▶ _Article_
[Begin]

## Content based recommendation system

Content based recommender systems do not make use of data from other users to recommend a movie. Instead, they utilize a descriptive set of attributes such as keywords or the summary of a movie. The disadvantage is that these systems will recommend the same movie to the user, based on the input. However, they could be useful in recommending a movie that not many people have seen or rated.  

In the content based recommendation system it is only the user that plays a role in the recommendation. This method can also be combined with collaborative filtering methods.

In this notebook, the text content of the movies from the `merged` dataset is going to be alalyzed. The goal is to rank all the movies in the dataset based on a similarity measure with the input movie. For similarity measures, the cosine similarity will be used. Moreover, the content comes from the movies plots and possibly also the keywords. In order to remove the most common words, TF-IDF is used. Finally, the input to the TF-IDF algorithm will be the lemmatized text from each movie's content.

[End]

▶ _Direction_
Pick up the text on content-based movie recommendation after its last sentence, the one about lemmatized text going into TF-IDF, and continue it.

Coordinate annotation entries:
[Begin]

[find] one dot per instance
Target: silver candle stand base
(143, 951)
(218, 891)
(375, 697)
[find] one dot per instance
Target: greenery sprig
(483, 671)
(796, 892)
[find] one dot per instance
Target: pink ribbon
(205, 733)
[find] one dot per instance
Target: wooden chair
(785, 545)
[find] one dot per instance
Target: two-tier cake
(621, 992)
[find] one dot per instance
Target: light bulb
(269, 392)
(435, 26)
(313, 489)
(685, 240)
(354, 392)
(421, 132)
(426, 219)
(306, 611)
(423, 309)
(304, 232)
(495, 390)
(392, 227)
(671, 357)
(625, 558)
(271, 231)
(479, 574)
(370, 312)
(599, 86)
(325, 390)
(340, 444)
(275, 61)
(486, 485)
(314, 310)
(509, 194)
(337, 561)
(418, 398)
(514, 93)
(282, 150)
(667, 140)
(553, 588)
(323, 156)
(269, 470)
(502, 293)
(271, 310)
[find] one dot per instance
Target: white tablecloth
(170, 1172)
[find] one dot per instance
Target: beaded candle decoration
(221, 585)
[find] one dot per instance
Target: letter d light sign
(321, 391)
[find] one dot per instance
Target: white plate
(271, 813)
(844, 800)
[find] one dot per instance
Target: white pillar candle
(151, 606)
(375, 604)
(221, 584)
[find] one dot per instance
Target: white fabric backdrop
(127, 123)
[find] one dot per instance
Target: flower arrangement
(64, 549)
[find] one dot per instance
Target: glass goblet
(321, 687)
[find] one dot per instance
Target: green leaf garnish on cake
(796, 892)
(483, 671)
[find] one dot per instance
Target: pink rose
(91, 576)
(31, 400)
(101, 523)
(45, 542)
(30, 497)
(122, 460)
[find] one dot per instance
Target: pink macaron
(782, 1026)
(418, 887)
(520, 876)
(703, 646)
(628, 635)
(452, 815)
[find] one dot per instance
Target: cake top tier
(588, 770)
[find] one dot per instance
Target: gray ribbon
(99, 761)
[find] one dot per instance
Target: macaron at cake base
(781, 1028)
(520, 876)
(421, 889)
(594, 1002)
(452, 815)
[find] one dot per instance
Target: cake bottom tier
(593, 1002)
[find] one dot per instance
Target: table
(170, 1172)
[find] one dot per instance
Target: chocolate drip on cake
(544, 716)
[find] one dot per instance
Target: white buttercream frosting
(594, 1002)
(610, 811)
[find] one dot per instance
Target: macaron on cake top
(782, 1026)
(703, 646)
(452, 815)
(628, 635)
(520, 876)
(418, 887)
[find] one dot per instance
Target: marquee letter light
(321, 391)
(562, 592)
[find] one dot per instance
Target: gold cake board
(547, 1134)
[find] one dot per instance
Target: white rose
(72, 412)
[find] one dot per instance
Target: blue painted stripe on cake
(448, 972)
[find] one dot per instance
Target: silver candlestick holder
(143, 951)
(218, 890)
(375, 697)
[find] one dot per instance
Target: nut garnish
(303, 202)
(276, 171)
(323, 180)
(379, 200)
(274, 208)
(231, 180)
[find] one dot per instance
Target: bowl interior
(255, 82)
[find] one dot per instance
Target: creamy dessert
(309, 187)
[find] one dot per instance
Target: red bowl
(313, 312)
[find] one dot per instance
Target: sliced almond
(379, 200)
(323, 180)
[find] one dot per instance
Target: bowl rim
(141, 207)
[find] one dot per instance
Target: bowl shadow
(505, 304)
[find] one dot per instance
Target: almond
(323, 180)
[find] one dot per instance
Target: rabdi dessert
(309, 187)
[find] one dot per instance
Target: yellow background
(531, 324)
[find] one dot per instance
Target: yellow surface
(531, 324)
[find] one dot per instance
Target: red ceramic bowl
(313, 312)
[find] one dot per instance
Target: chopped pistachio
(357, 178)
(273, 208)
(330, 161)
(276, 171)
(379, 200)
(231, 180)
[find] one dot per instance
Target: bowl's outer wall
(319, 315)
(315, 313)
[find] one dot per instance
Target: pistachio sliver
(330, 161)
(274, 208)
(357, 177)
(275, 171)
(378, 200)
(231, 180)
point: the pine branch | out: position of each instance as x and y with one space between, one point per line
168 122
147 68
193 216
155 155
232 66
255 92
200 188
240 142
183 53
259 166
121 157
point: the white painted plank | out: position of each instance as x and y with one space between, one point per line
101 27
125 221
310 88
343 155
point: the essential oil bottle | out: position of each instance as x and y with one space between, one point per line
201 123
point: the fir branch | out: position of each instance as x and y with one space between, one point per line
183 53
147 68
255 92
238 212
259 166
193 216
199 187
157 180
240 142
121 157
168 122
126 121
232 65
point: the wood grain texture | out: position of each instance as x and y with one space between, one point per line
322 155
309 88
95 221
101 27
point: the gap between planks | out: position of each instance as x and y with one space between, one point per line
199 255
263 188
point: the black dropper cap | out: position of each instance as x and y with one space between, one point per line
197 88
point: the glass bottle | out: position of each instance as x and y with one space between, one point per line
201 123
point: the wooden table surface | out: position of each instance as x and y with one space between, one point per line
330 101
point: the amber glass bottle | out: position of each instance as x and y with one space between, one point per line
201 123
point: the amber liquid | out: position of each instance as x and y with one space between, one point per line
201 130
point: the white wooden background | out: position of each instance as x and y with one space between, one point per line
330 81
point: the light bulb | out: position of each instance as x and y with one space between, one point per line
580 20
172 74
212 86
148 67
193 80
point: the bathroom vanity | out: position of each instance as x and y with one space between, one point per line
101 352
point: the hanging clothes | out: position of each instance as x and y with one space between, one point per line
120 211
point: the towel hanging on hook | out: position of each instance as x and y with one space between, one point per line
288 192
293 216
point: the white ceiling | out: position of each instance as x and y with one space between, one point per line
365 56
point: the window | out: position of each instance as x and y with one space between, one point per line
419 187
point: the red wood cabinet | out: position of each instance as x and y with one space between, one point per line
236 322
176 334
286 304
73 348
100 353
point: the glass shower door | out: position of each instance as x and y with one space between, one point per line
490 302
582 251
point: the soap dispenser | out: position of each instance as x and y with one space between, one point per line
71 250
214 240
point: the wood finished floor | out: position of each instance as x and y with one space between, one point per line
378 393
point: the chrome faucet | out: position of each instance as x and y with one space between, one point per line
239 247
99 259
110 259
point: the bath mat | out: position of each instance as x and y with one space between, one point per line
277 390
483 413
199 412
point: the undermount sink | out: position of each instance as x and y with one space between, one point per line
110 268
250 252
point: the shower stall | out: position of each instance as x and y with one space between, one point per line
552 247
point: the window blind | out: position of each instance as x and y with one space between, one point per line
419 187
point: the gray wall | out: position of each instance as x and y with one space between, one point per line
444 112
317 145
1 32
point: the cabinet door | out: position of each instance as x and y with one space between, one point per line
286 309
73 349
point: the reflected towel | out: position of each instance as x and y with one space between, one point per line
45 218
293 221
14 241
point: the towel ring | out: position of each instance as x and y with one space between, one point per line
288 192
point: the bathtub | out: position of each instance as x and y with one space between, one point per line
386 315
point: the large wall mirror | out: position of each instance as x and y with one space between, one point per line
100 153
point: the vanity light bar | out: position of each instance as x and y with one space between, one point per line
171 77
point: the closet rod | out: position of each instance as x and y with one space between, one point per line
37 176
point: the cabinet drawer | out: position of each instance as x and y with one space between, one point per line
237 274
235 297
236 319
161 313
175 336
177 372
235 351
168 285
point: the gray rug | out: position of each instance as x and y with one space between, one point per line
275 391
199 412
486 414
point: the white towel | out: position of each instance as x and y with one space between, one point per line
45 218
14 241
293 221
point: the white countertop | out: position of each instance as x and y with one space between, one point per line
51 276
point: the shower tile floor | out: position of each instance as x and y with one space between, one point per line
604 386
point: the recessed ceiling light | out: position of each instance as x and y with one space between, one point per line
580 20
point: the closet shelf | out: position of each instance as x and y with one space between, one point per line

[End]

▶ _Reply_
In [1]:
# Common libraries imports
import pandas as pd

In [2]:
# Not as common libraries imports and installation. 
# !python3 -m pip install nltk ## For linux and not environment
# !pip install nltk
import nltk
nltk.download('punkt')
nltk.download('wordnet')
nltk.download('omw-1.4')

[nltk_data] Downloading package punkt to
[nltk_data]     C:\Users\user\AppData\Roaming\nltk_data...
[nltk_data]   Package punkt is already up-to-date!
[nltk_data] Downloading package wordnet to
[nltk_data]     C:\Users\user\AppData\Roaming\nltk_data...
[nltk_data]   Package wordnet is already up-to-date!
[nltk_data] Downloading package omw-1.4 to
[nltk_data]     C:\Users\user\AppData\Roaming\nltk_data...
[nltk_data]   Package omw-1.4 is already up-to-date!


True

Since it is a good idea to remove stop words from tf idf calculations, as stated also in [Chapter 1.3.1 MMDS](http://mmds.org/), a list of English stop words is created:

In [3]:
from nltk.corpus import stopwords
stop_words = stopwords.words('english')

Read the `merged` dataset, or its 'cleaned' version, that has duplicates removed

In [4]:
# a = data.sort_values('Release Year', ascending=False).drop_duplicates(subset=['Title', 'Release Year'], keep='last')
# a.loc[a.Title=='The Mask']['release_date']

In [5]:
data = pd.read_csv('../Data/data_cleaned.csv')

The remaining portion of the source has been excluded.